§ **Material for this exercise**:
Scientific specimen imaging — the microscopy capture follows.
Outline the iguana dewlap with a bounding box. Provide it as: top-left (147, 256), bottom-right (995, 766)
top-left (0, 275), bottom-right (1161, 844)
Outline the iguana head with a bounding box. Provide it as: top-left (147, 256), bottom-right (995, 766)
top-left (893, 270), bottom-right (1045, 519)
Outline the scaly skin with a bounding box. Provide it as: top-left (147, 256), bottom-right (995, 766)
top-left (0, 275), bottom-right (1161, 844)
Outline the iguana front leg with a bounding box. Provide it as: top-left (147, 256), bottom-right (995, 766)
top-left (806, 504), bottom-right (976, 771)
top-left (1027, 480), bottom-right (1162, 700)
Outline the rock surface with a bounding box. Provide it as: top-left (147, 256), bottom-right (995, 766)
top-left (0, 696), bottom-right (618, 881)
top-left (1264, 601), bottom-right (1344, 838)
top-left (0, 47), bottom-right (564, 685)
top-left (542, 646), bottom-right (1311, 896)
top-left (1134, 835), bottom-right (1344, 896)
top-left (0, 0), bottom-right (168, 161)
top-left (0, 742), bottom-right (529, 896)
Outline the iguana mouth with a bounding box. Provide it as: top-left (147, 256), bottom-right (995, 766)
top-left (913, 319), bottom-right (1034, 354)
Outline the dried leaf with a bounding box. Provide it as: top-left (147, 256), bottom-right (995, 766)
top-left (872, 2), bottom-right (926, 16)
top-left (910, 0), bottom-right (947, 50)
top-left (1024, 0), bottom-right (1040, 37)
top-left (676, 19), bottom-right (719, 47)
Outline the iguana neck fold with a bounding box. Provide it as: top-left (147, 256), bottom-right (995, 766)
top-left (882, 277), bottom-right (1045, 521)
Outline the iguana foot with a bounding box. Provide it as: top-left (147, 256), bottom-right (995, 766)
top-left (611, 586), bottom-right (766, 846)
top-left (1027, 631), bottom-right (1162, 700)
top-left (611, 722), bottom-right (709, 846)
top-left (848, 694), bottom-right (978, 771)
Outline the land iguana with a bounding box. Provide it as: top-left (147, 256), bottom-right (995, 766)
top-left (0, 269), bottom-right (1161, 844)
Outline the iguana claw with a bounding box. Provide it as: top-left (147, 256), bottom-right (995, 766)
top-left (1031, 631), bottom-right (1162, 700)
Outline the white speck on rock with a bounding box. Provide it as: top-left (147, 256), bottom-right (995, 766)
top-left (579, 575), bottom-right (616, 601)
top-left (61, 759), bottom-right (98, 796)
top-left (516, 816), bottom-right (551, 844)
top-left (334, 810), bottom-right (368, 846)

§ **The problem**: Output the material from its start through the line containing "top-left (676, 19), bottom-right (719, 47)", both ends included, as a numbered list with blank lines left out.

§ **Output below**:
1. Scientific specimen imaging — the microscopy capture follows.
2. Outline the iguana dewlap with a bounding box. Provide it as: top-left (147, 256), bottom-right (995, 766)
3. top-left (0, 275), bottom-right (1161, 844)
4. Outline the iguana head with a bounding box. Provide it as: top-left (147, 256), bottom-right (995, 766)
5. top-left (893, 270), bottom-right (1045, 519)
6. Outline the scaly skin with a bounding box. Provide it as: top-left (147, 256), bottom-right (995, 766)
7. top-left (0, 275), bottom-right (1161, 844)
8. Outline the iguana front leg with a bounding box. Provide it as: top-left (147, 256), bottom-right (995, 766)
9. top-left (806, 504), bottom-right (976, 771)
10. top-left (1027, 480), bottom-right (1162, 700)
11. Outline the rock surface with a bounding box. Provide it as: top-left (147, 256), bottom-right (995, 766)
12. top-left (0, 696), bottom-right (618, 881)
13. top-left (1264, 601), bottom-right (1344, 838)
14. top-left (0, 47), bottom-right (564, 685)
15. top-left (542, 646), bottom-right (1311, 896)
16. top-left (1134, 835), bottom-right (1344, 896)
17. top-left (0, 0), bottom-right (168, 161)
18. top-left (0, 742), bottom-right (529, 896)
19. Outline the iguana mouth with a bounding box. Provide it as: top-left (147, 256), bottom-right (995, 766)
20. top-left (913, 319), bottom-right (1034, 354)
21. Outline the dried leaf with a bounding box. Provide it as: top-left (147, 256), bottom-right (995, 766)
22. top-left (872, 2), bottom-right (926, 16)
23. top-left (910, 0), bottom-right (947, 50)
24. top-left (1024, 0), bottom-right (1040, 37)
25. top-left (676, 19), bottom-right (719, 47)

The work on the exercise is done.